[[ MATERIAL TO PROCESS open ]]

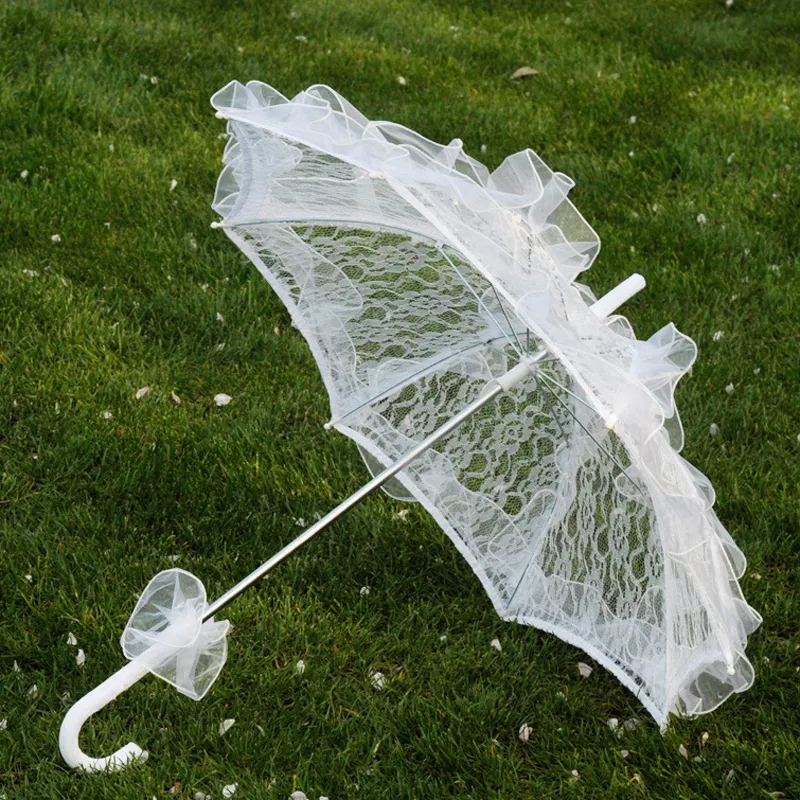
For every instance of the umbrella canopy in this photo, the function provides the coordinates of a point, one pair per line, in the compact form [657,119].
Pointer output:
[418,279]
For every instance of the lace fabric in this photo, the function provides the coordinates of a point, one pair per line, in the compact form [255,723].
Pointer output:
[417,277]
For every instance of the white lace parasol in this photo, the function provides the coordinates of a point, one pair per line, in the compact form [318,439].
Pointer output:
[417,278]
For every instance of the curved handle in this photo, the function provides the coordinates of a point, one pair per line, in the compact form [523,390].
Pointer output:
[612,300]
[91,703]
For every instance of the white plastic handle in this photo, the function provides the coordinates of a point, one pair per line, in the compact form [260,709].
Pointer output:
[622,292]
[90,704]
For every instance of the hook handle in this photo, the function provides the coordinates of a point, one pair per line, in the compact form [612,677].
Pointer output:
[90,704]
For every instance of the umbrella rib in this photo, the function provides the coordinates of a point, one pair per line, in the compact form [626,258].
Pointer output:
[591,436]
[411,378]
[518,346]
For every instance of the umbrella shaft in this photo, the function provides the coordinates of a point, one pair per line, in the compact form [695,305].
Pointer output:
[347,504]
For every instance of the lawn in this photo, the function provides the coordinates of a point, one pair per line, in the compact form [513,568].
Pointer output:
[679,122]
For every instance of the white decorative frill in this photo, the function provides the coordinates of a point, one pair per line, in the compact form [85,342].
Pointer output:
[167,630]
[415,273]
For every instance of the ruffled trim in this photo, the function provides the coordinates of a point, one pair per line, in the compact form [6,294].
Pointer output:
[631,382]
[321,118]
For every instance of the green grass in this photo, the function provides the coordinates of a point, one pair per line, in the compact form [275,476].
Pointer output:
[91,507]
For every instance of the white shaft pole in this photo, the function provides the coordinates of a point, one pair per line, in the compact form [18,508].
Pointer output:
[124,678]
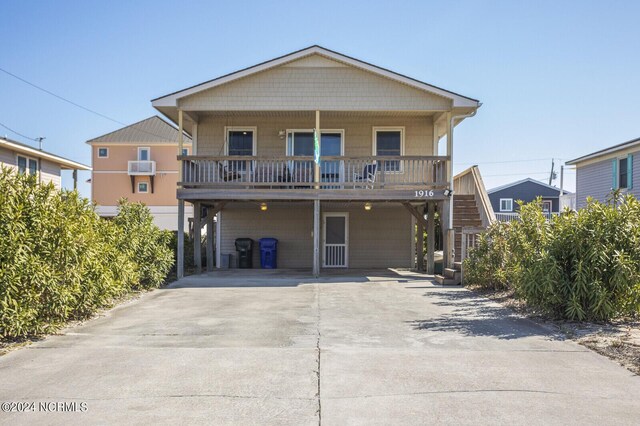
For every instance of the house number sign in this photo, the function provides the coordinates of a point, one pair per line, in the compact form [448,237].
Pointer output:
[425,193]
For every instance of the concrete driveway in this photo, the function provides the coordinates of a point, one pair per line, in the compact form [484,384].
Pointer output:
[376,348]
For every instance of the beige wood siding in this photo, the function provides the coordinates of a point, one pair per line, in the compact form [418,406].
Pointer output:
[302,85]
[358,131]
[379,238]
[50,172]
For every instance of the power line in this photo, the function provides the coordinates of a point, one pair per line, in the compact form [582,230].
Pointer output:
[62,98]
[521,173]
[505,161]
[18,133]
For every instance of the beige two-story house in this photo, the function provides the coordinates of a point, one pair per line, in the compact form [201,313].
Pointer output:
[336,158]
[138,162]
[47,167]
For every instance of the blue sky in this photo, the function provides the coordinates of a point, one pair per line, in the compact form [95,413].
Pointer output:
[557,79]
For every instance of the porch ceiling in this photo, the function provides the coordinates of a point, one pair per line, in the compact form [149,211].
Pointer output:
[194,116]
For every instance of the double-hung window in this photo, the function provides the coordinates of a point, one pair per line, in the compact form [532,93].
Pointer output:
[240,142]
[623,172]
[623,179]
[389,142]
[506,204]
[144,154]
[27,165]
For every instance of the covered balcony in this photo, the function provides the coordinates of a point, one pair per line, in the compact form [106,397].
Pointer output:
[299,177]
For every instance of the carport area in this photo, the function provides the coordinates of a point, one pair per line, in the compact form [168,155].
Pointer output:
[369,347]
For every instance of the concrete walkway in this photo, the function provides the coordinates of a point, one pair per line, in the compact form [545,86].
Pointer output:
[368,348]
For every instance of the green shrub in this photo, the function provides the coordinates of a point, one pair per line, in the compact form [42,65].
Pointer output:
[487,265]
[581,265]
[144,242]
[60,261]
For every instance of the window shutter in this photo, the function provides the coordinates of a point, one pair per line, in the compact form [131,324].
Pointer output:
[630,171]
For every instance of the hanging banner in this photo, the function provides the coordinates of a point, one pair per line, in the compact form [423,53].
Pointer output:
[316,147]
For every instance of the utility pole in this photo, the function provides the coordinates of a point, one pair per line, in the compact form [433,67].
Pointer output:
[39,140]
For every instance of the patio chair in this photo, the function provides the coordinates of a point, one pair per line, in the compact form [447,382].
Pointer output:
[368,175]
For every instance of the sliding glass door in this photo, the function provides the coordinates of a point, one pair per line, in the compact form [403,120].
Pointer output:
[300,143]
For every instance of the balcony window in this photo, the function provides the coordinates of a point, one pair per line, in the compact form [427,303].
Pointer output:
[623,173]
[506,204]
[240,142]
[27,165]
[144,154]
[389,142]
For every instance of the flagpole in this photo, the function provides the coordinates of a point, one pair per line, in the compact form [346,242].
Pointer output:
[316,150]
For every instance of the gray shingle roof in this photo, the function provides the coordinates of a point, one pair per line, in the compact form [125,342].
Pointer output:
[151,130]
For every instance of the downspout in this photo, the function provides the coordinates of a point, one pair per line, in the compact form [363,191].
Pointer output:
[450,152]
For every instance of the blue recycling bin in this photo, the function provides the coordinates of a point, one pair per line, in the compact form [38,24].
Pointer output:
[268,253]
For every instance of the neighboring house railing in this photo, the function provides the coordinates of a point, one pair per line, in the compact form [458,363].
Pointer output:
[470,182]
[336,172]
[141,168]
[508,217]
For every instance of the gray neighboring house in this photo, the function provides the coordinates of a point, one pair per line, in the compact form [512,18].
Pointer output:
[504,198]
[598,173]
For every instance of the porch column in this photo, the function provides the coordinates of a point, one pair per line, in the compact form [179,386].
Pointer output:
[420,243]
[180,255]
[218,241]
[449,235]
[197,237]
[316,238]
[317,165]
[431,236]
[210,234]
[180,260]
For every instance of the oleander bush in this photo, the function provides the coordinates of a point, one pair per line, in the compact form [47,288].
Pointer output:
[59,261]
[582,265]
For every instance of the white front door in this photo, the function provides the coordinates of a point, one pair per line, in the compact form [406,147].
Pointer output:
[335,240]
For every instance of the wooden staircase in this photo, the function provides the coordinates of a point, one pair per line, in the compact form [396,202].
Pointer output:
[465,214]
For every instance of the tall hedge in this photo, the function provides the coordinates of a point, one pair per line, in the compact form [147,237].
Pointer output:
[582,265]
[60,261]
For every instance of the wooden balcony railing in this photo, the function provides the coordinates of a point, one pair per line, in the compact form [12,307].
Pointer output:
[374,172]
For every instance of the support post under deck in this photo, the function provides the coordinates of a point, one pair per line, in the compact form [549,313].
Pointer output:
[316,238]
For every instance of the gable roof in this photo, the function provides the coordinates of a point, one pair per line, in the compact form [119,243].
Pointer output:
[150,130]
[457,99]
[628,144]
[537,182]
[25,149]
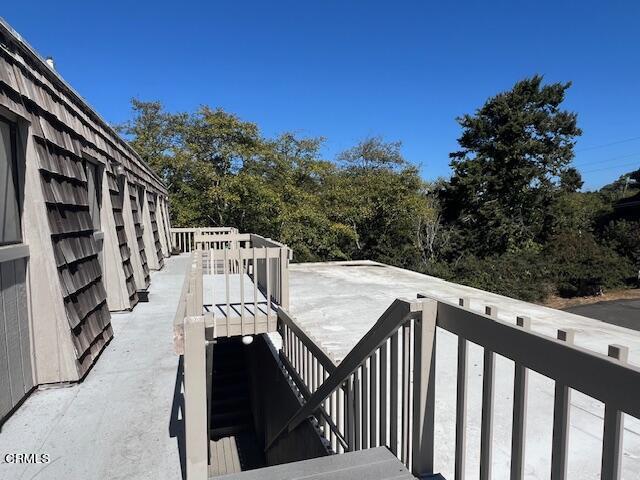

[[ MATERIAL TO PROCESS closed ]]

__TASK PROMPT__
Take every line above carrying "green" and return it.

__RESULT OF THIS EXERCISE__
For every instance of the green grass in this photo, the function provides the coordinates of a point, one pair per line, in the compact form [275,476].
For every instance of the green shrub in this photo, the function provides the coordinates of a point, one pair per line, in the compact form [42,65].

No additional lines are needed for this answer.